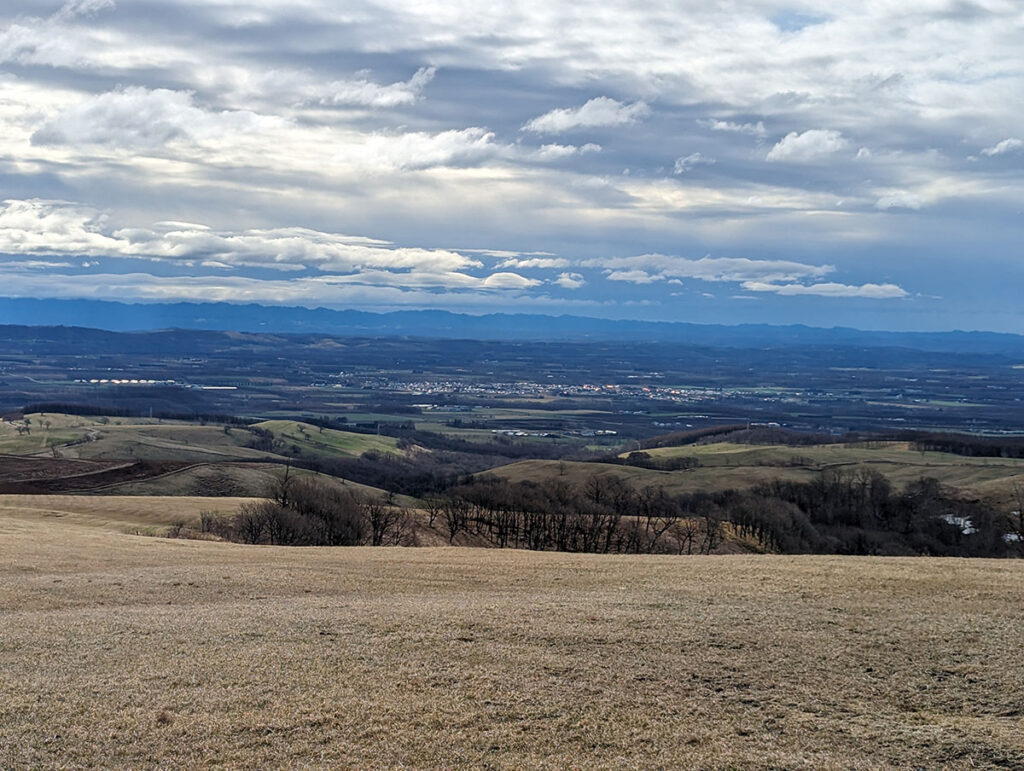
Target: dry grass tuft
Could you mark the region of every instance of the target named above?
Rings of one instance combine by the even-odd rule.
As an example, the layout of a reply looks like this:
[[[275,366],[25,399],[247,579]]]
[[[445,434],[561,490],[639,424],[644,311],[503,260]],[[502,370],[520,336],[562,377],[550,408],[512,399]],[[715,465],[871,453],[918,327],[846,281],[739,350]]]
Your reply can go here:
+ + + +
◆ **Exercise objective**
Copy every line of the records above word for word, leaving out the picture.

◆ **Result of the exercise**
Target: dry grass tuft
Could you mark the region of every instance of the target named above?
Rings of one instance combine by the even-odd rule.
As an example, the layout of a reply looks like this:
[[[275,366],[25,399],[247,579]]]
[[[445,434],[561,490],[639,424],[644,311],[503,260]],[[502,370],[520,336],[562,377],[550,408],[512,399]],[[715,465],[871,453],[918,327],[846,281],[739,350]]]
Your reply can go here:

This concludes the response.